__INSTRUCTIONS TO FOLLOW__: Count the lines in the material below that contain the string "uniform". Reply with that number alone.

__RECORDS SUPPLIED__:
....................

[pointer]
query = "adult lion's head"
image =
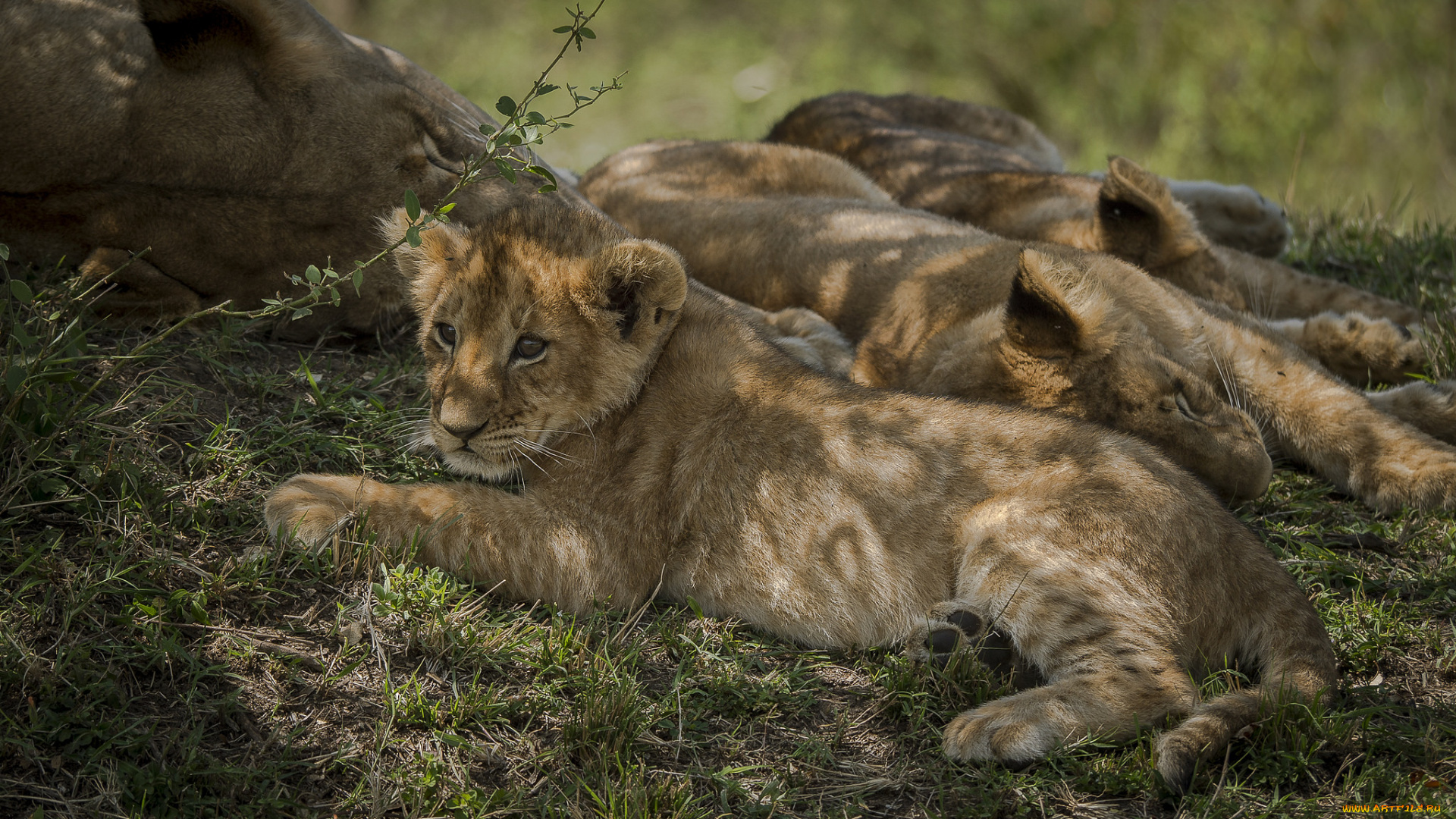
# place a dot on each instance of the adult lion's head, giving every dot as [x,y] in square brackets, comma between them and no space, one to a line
[237,139]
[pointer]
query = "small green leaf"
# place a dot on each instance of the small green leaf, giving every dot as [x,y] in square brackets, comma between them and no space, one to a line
[14,378]
[20,292]
[544,172]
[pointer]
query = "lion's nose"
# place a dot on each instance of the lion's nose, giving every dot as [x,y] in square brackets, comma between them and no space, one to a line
[463,431]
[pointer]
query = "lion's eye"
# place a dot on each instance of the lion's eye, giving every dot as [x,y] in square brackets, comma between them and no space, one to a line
[528,347]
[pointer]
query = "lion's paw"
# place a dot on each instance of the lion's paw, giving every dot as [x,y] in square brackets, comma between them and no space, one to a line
[1360,349]
[312,509]
[1420,477]
[1011,730]
[951,629]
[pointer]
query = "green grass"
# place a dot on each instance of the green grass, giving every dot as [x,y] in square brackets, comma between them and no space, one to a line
[159,657]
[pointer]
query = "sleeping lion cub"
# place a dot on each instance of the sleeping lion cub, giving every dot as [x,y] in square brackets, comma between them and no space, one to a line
[996,171]
[661,441]
[946,309]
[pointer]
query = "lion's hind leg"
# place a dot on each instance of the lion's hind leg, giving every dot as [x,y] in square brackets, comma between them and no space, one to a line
[1427,407]
[1107,697]
[139,292]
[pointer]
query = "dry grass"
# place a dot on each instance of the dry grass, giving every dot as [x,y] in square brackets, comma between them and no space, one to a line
[158,657]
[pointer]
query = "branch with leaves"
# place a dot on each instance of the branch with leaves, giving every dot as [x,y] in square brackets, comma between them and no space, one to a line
[507,156]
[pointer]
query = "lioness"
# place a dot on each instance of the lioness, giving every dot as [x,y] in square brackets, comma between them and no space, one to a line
[237,139]
[996,171]
[663,444]
[943,308]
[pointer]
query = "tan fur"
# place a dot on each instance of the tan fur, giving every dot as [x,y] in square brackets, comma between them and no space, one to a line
[943,308]
[239,140]
[940,155]
[664,447]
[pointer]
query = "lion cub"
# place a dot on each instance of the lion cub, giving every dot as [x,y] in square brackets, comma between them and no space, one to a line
[996,171]
[943,308]
[660,439]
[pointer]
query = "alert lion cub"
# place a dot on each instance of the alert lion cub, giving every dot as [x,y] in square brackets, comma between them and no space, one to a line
[996,171]
[660,441]
[946,309]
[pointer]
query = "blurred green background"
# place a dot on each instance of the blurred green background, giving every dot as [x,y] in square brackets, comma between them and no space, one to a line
[1318,104]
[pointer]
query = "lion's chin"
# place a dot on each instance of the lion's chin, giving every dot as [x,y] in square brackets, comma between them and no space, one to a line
[466,463]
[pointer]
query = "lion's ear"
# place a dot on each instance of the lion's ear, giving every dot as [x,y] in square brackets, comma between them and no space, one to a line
[1138,218]
[1038,315]
[642,281]
[193,34]
[437,245]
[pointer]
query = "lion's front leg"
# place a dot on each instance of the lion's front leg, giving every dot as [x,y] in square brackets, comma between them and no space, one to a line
[481,532]
[1329,426]
[1356,347]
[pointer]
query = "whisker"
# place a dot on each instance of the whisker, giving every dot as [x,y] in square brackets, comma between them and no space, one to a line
[532,460]
[546,450]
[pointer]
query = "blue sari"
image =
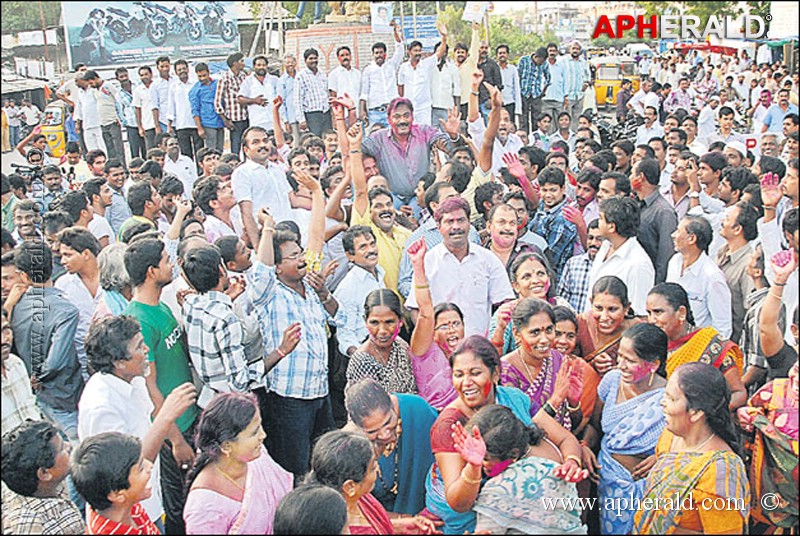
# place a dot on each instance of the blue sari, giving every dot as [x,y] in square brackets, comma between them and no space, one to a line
[460,522]
[408,465]
[630,428]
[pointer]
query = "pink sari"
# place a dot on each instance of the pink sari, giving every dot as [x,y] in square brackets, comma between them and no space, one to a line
[208,512]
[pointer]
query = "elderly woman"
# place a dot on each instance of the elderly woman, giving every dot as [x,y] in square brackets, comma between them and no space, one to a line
[698,459]
[114,281]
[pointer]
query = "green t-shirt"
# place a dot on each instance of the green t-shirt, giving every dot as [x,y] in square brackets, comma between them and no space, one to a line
[164,337]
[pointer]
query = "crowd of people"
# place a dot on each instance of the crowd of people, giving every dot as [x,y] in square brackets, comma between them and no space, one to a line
[429,297]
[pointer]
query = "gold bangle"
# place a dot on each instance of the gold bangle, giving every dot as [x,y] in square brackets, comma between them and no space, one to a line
[469,480]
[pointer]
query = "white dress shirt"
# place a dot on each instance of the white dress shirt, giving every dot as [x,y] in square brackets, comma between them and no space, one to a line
[351,293]
[342,81]
[632,265]
[474,284]
[110,404]
[179,110]
[379,83]
[709,294]
[185,169]
[266,187]
[253,88]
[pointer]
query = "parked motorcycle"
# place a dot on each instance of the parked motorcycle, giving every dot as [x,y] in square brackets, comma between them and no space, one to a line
[156,28]
[182,18]
[215,23]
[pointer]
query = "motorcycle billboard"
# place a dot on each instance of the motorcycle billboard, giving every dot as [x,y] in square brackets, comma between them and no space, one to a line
[135,33]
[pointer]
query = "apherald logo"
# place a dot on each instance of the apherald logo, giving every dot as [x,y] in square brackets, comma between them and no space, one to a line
[681,27]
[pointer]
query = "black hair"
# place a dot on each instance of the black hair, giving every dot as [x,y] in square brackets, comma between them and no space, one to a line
[26,449]
[201,268]
[651,170]
[73,203]
[294,514]
[624,213]
[140,256]
[481,348]
[701,229]
[506,437]
[706,390]
[676,297]
[551,175]
[365,397]
[340,456]
[35,259]
[225,417]
[80,240]
[350,235]
[383,297]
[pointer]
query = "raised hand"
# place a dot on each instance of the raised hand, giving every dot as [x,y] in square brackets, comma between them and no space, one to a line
[471,447]
[416,253]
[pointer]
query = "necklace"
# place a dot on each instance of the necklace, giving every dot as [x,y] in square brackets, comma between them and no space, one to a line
[229,477]
[703,444]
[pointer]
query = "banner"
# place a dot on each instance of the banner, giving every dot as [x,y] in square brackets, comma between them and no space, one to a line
[139,32]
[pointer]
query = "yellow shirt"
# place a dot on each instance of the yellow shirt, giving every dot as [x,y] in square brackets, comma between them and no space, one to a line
[390,247]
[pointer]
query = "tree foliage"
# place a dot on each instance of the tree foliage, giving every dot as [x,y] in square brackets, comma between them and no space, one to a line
[25,16]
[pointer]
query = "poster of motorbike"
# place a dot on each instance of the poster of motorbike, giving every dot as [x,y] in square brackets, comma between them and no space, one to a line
[133,33]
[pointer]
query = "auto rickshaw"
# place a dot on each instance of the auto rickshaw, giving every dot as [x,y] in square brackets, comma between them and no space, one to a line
[609,73]
[53,125]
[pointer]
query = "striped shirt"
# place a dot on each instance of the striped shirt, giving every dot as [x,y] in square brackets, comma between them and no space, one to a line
[310,93]
[225,102]
[303,373]
[533,78]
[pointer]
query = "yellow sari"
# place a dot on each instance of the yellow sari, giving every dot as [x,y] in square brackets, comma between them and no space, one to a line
[707,346]
[705,492]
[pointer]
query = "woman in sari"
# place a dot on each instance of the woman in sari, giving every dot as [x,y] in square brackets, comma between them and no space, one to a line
[234,486]
[531,277]
[772,413]
[346,461]
[698,461]
[668,308]
[520,462]
[437,333]
[628,415]
[600,329]
[399,426]
[539,371]
[454,483]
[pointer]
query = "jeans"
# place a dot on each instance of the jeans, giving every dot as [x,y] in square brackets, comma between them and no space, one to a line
[531,109]
[112,137]
[136,143]
[236,135]
[376,117]
[189,141]
[173,480]
[215,138]
[318,122]
[292,425]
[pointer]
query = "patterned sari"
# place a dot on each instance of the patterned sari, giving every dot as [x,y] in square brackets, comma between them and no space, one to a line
[680,483]
[514,500]
[630,428]
[707,346]
[774,467]
[441,441]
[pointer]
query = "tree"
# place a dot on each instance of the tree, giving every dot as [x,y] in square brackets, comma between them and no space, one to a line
[26,16]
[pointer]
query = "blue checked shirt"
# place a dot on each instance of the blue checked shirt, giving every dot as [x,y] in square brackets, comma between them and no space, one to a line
[574,284]
[559,233]
[303,373]
[576,73]
[533,78]
[214,334]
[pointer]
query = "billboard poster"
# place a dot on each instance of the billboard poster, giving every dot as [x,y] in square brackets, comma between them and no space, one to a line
[139,32]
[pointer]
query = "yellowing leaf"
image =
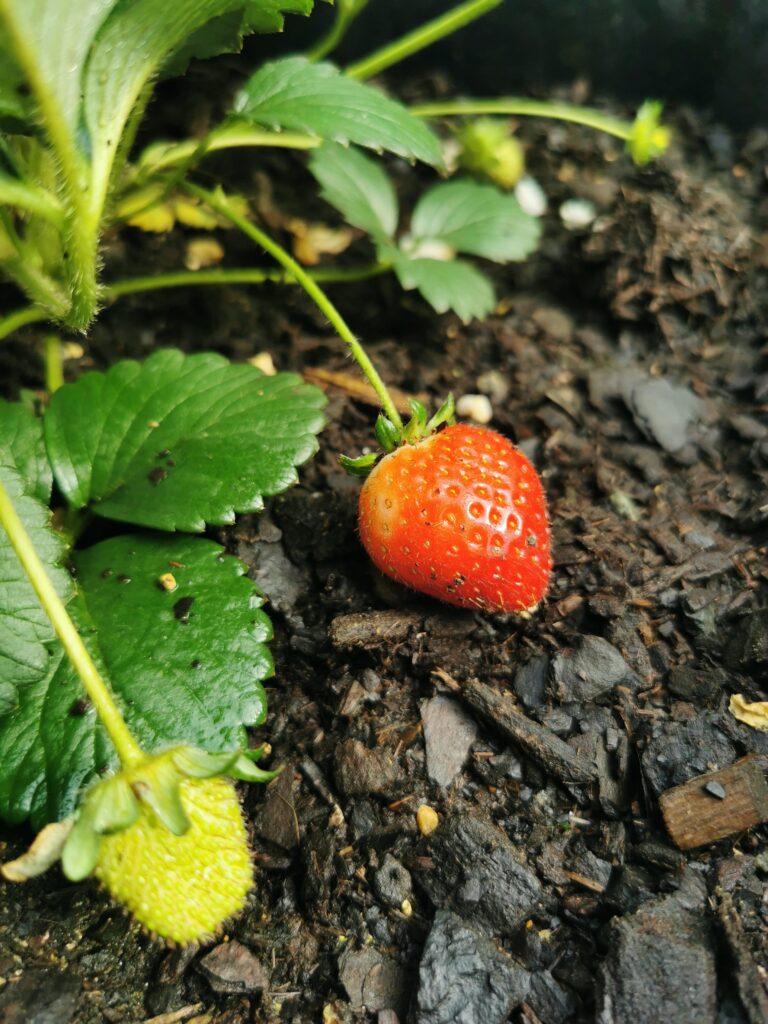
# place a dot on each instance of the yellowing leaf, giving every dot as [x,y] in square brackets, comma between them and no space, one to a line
[312,241]
[44,852]
[754,715]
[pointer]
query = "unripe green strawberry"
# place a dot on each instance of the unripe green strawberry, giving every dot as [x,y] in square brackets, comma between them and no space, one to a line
[460,515]
[182,888]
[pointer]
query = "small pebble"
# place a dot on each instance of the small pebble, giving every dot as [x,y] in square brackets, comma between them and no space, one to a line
[715,790]
[475,407]
[577,213]
[426,819]
[530,196]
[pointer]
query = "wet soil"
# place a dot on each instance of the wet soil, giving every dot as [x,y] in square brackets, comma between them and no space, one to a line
[630,360]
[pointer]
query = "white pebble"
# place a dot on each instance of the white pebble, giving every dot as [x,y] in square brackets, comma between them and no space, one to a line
[530,196]
[475,407]
[577,213]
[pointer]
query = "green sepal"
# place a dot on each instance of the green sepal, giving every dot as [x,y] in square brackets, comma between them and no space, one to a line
[159,790]
[417,425]
[115,806]
[360,466]
[649,138]
[247,771]
[386,433]
[444,415]
[195,763]
[81,849]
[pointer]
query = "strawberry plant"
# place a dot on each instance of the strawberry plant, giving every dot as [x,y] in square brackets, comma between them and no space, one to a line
[131,667]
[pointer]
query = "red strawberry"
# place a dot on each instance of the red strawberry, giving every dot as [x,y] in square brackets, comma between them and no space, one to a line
[460,515]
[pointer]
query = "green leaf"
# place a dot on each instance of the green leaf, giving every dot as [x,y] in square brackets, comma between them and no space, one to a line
[180,440]
[357,187]
[266,15]
[182,673]
[53,39]
[133,45]
[23,446]
[448,285]
[14,104]
[26,633]
[476,219]
[224,34]
[317,99]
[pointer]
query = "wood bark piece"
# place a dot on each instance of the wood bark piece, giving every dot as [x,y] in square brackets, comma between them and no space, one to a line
[373,629]
[553,754]
[696,812]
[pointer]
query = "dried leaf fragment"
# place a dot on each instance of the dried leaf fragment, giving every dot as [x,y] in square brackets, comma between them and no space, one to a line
[754,715]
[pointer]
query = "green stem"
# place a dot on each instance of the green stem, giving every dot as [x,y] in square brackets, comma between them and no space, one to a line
[80,226]
[520,107]
[310,287]
[420,38]
[235,275]
[127,748]
[31,199]
[40,288]
[53,358]
[20,317]
[163,155]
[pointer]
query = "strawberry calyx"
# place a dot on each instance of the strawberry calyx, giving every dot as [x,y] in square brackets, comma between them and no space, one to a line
[165,837]
[153,786]
[391,436]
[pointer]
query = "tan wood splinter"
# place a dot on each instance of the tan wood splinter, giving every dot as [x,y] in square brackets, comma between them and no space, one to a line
[718,804]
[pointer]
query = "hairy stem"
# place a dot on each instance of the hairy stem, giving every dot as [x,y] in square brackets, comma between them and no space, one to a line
[163,155]
[127,748]
[79,227]
[53,358]
[31,199]
[39,287]
[20,317]
[420,38]
[235,275]
[301,276]
[520,107]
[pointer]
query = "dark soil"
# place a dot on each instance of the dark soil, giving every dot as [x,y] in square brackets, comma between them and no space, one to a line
[630,360]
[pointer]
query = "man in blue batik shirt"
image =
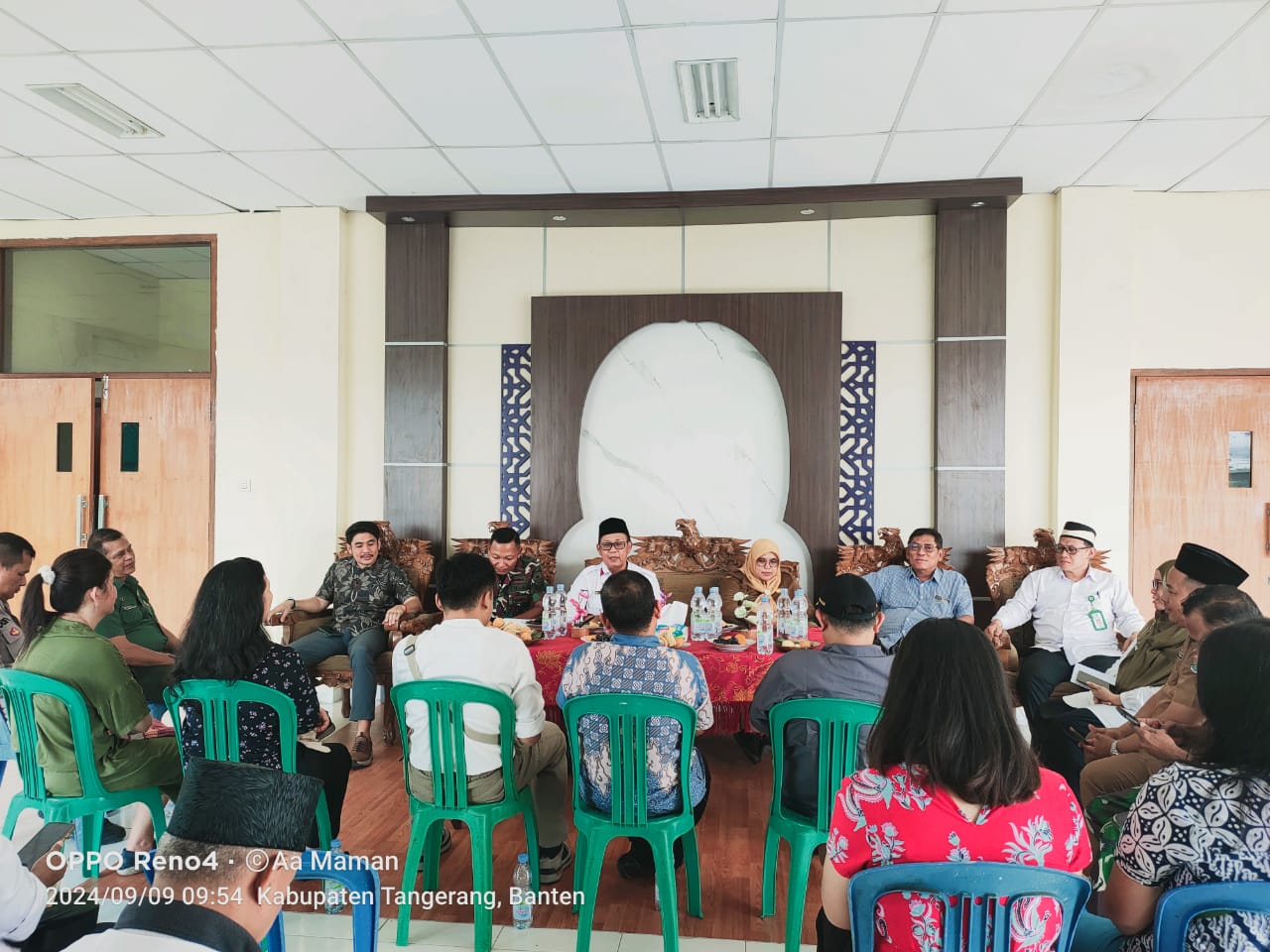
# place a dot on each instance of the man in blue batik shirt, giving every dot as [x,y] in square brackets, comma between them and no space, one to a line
[635,662]
[921,589]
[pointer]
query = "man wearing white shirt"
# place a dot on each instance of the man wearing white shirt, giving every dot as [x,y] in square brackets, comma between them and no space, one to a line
[1076,612]
[615,548]
[463,649]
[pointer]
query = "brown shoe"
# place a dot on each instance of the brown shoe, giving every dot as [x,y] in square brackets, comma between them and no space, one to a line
[362,752]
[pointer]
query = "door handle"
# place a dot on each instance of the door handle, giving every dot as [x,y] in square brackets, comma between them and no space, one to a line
[80,506]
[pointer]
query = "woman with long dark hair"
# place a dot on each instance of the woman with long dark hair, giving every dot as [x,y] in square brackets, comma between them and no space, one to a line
[225,640]
[1206,820]
[63,645]
[949,778]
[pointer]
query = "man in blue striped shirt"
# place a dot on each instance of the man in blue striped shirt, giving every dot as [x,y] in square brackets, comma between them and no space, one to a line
[921,589]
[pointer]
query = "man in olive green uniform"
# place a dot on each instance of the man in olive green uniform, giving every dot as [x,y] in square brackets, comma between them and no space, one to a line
[145,645]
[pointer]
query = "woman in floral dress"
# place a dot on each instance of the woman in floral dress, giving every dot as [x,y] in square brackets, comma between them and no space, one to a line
[949,778]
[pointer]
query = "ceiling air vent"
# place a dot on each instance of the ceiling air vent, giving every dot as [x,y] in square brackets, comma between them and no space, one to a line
[707,89]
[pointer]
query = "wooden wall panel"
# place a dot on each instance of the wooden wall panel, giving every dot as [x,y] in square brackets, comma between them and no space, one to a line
[798,334]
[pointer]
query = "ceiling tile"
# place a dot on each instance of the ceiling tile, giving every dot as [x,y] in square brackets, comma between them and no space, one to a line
[17,39]
[408,172]
[1160,154]
[42,185]
[846,76]
[18,71]
[699,10]
[930,157]
[206,96]
[13,208]
[985,68]
[320,178]
[752,45]
[509,172]
[135,182]
[389,19]
[1234,82]
[576,87]
[1133,56]
[1246,167]
[1055,157]
[625,168]
[476,109]
[544,16]
[714,166]
[226,179]
[27,130]
[227,22]
[99,24]
[857,8]
[843,160]
[336,102]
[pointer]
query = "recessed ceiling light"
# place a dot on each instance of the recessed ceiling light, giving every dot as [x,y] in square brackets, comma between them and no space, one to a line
[87,105]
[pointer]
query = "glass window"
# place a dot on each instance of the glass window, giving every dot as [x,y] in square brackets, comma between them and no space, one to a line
[108,309]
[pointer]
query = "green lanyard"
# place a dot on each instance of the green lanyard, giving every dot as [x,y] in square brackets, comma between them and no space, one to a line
[1096,619]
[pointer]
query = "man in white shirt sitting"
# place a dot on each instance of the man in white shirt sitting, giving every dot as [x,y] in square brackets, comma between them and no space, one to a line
[463,649]
[1076,612]
[615,548]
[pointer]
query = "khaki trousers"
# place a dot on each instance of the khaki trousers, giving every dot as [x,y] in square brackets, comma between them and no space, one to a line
[544,767]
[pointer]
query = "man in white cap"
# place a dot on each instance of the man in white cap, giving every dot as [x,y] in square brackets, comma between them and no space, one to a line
[1076,611]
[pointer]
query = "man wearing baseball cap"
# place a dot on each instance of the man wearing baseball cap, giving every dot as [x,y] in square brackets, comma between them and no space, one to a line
[227,858]
[851,665]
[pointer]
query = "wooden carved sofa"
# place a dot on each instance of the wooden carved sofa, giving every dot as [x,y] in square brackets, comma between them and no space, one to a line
[416,558]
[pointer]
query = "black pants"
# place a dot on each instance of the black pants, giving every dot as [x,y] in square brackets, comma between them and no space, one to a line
[643,852]
[1058,749]
[331,769]
[1040,671]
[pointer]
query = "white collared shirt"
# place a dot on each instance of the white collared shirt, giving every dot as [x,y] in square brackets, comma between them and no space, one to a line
[1061,612]
[584,593]
[462,649]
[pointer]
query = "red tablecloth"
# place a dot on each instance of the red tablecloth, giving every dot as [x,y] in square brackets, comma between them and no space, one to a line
[730,675]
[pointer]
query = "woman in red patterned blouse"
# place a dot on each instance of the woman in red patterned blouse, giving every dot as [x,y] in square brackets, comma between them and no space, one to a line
[949,778]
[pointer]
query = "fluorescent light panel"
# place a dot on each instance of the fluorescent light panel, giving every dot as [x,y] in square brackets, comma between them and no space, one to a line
[87,105]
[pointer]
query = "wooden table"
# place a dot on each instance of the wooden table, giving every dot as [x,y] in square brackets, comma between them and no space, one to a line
[730,675]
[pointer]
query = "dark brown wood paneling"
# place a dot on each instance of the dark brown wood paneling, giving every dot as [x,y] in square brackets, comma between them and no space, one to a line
[798,334]
[414,404]
[970,403]
[414,502]
[417,289]
[970,273]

....................

__SOLVED PROBLEM__: 2